**WHAT THE TASK REQUIRES**
Rewrite the listing from the line containing "Expected content: man's left" down to the line containing "181 307 198 320", changing "lapel pin" to "collar pin" and keeping everything else the same.

┄┄┄┄┄┄┄┄┄┄

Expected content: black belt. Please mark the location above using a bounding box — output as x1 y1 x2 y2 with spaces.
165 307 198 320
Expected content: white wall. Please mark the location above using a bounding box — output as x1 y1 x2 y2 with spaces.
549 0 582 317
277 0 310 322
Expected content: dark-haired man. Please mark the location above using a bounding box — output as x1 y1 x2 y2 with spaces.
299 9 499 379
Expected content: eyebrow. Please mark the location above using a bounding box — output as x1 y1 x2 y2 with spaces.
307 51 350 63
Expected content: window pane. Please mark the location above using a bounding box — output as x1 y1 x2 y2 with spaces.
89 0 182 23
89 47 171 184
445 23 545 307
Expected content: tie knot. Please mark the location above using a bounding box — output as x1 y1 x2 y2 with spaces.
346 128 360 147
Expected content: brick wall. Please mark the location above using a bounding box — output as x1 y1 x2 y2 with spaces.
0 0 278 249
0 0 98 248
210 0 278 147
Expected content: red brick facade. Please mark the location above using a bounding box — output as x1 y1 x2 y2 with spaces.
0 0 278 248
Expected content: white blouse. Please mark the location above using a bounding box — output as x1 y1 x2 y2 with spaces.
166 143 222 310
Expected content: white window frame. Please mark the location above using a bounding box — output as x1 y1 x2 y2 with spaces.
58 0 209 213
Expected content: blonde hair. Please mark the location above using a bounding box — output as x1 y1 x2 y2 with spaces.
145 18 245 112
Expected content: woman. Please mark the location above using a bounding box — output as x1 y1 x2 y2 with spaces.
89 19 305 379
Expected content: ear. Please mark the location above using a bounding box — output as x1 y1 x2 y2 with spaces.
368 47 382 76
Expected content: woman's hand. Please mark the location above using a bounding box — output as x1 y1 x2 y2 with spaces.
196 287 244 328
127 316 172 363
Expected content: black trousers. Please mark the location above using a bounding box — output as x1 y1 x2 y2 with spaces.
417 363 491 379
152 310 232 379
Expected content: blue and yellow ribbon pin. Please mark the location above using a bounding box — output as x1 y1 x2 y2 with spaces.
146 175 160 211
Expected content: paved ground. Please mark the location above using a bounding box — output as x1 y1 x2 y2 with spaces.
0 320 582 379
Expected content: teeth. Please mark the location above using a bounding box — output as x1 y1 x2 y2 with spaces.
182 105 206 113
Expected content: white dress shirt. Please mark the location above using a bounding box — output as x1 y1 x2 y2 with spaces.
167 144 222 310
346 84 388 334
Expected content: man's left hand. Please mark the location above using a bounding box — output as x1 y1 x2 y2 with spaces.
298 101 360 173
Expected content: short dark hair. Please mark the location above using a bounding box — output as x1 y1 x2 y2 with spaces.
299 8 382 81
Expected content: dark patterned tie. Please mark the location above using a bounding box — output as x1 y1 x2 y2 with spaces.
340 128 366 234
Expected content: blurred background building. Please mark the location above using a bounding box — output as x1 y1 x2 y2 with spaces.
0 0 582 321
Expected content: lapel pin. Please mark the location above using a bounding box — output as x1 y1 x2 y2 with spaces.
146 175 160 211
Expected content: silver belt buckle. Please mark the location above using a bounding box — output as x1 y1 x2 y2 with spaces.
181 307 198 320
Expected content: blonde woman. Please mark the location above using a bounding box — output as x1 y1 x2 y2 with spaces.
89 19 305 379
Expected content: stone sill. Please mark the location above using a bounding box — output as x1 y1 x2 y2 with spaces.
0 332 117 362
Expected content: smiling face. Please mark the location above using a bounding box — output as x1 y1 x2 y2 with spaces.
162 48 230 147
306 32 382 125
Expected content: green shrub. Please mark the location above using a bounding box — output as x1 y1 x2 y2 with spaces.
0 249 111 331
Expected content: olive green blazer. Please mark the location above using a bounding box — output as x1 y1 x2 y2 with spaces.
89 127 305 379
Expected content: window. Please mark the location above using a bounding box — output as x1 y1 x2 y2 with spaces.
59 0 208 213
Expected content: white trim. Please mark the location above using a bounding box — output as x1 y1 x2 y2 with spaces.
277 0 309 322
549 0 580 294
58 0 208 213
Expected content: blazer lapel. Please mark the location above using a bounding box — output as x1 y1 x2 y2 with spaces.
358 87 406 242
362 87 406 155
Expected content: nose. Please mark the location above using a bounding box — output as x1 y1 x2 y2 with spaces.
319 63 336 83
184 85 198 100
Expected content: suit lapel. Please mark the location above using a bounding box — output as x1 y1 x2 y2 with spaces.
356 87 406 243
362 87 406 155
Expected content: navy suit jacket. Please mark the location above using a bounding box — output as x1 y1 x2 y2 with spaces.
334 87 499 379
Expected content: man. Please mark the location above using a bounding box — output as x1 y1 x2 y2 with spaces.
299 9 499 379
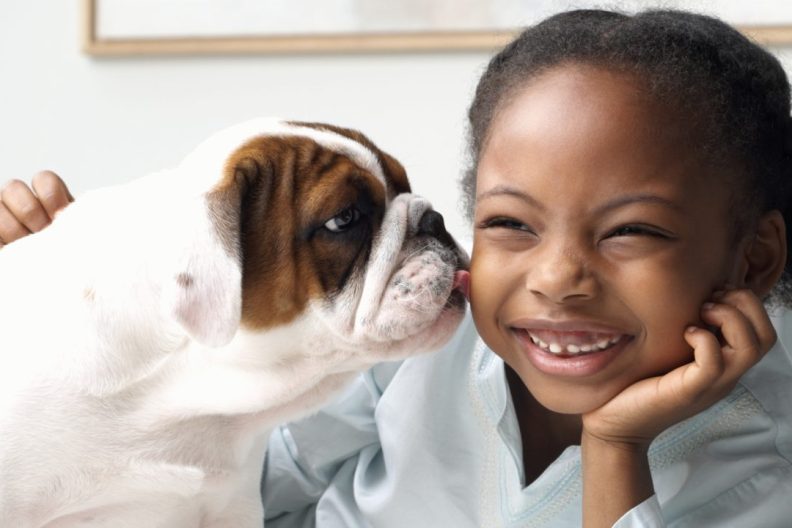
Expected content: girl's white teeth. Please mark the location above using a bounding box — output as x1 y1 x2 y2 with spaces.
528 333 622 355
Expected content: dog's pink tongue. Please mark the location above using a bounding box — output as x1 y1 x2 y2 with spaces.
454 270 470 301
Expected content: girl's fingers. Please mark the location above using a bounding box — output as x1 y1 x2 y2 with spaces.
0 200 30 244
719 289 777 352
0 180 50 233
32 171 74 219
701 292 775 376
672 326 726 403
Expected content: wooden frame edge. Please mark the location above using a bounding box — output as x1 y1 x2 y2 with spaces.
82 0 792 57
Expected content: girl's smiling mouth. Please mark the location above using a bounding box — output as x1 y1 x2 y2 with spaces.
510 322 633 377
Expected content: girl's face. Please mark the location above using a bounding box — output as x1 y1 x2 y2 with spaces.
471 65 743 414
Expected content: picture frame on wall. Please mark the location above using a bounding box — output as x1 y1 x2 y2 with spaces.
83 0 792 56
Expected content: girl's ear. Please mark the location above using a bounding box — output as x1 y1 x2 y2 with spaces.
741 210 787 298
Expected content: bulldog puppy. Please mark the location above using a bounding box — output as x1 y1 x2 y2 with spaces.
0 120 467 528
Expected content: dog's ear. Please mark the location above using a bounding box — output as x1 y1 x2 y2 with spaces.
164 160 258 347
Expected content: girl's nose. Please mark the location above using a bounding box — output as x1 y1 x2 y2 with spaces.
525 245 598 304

┄┄┄┄┄┄┄┄┄┄

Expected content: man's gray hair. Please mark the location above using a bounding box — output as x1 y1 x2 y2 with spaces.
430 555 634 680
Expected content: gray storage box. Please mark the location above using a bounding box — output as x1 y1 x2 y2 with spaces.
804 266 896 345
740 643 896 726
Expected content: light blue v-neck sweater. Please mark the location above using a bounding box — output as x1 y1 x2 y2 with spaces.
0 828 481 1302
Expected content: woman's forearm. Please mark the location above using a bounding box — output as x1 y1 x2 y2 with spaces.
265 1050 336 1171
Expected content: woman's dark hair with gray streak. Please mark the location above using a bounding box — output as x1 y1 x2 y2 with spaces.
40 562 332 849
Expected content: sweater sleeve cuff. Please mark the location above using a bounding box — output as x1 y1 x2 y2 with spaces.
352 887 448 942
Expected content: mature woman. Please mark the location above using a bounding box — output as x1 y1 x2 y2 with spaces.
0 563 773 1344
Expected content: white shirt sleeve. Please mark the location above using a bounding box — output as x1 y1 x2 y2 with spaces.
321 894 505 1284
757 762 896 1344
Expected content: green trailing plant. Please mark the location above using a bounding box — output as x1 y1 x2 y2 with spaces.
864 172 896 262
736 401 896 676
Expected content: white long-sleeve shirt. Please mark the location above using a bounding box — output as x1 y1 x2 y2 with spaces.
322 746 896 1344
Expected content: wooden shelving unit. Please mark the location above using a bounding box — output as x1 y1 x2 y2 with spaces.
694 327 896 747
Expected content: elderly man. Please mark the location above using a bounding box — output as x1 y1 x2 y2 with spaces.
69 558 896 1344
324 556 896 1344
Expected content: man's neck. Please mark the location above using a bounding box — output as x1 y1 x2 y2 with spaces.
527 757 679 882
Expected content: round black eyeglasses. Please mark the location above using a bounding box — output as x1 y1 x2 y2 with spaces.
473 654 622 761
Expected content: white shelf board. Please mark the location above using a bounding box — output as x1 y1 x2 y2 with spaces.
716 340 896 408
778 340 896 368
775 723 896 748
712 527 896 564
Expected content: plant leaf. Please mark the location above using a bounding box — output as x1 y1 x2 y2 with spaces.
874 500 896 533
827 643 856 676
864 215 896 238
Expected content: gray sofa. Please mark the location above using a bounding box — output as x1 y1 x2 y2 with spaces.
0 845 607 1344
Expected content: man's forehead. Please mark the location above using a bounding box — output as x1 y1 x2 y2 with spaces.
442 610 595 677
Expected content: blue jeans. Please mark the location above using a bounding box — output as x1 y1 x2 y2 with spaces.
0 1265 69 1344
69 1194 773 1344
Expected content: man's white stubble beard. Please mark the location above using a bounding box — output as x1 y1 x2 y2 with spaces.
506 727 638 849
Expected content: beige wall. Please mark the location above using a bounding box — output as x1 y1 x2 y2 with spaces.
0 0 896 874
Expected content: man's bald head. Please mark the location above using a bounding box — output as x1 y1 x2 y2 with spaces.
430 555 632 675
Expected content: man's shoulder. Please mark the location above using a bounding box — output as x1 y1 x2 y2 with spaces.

┄┄┄┄┄┄┄┄┄┄

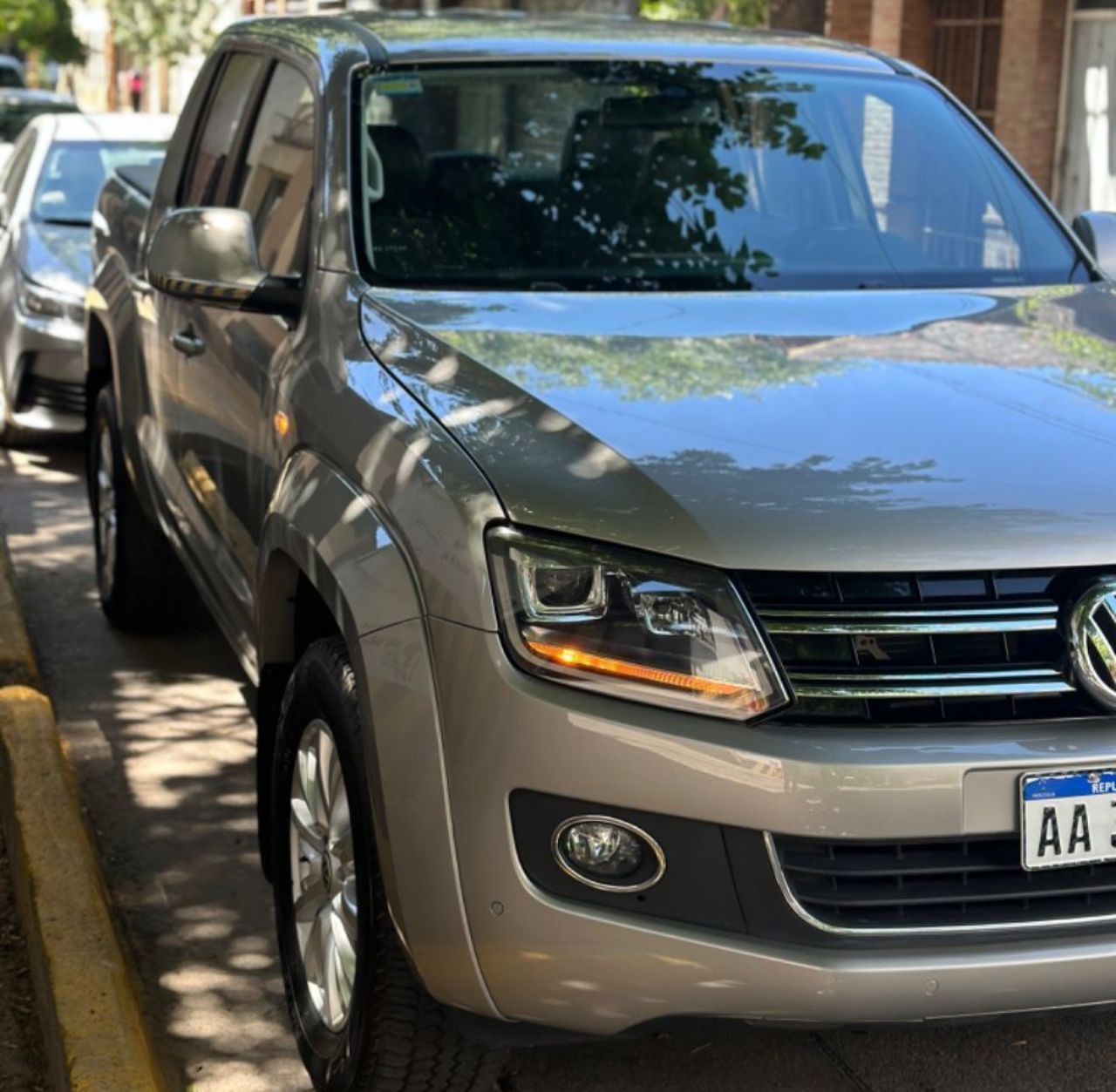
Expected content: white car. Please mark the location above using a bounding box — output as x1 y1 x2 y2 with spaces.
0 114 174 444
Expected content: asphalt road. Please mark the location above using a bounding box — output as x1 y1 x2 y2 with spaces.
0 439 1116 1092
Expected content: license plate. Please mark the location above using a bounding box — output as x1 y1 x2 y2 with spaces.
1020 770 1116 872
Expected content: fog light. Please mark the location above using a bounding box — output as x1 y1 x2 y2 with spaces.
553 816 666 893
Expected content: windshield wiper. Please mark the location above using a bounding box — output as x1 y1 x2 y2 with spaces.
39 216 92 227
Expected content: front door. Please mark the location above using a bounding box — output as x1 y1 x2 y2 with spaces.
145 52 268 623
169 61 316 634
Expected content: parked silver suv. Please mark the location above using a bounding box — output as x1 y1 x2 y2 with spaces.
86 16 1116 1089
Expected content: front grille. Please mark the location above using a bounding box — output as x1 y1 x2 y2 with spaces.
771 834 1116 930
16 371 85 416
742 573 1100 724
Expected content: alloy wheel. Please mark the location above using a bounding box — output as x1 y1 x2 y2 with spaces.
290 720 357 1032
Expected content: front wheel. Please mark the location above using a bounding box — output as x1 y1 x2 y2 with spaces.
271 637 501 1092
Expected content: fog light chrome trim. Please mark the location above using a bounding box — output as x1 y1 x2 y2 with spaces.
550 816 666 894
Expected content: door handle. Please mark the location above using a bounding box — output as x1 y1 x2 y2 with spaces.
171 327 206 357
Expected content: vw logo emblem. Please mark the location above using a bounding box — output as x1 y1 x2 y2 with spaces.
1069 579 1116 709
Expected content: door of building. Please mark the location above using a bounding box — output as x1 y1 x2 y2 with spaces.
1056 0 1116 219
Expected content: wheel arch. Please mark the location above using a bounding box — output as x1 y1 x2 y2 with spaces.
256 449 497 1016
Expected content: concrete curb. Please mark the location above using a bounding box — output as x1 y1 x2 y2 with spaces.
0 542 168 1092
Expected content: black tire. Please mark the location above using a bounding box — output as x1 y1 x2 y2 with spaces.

┄┄┄┄┄┄┄┄┄┄

**COMPLETE ANSWER**
Expected content: man's left hand. Please mark the location above using a bounding box — output as x1 y1 x2 y2 with spaces.
298 101 360 173
Expected content: short dark hair. Please mark the location above using a bounding box — output as x1 y1 x2 y2 with spaces.
299 8 382 81
Expected content: dark patterned tie. Please mark the location above using a bounding box — output as x1 y1 x2 y2 with spaces.
340 128 366 234
Expected content: blurred background building. Please mark the location above using a bounding box — output as x1 y1 x2 y2 with spaces.
0 0 582 321
Expected content: collar pin. Please mark the location above using a bounding box — output as x1 y1 x2 y2 with spaces.
146 175 160 211
Expected content: silver belt buckle. Please mark the location above using a bounding box — output as x1 y1 x2 y2 with spaces.
181 307 198 320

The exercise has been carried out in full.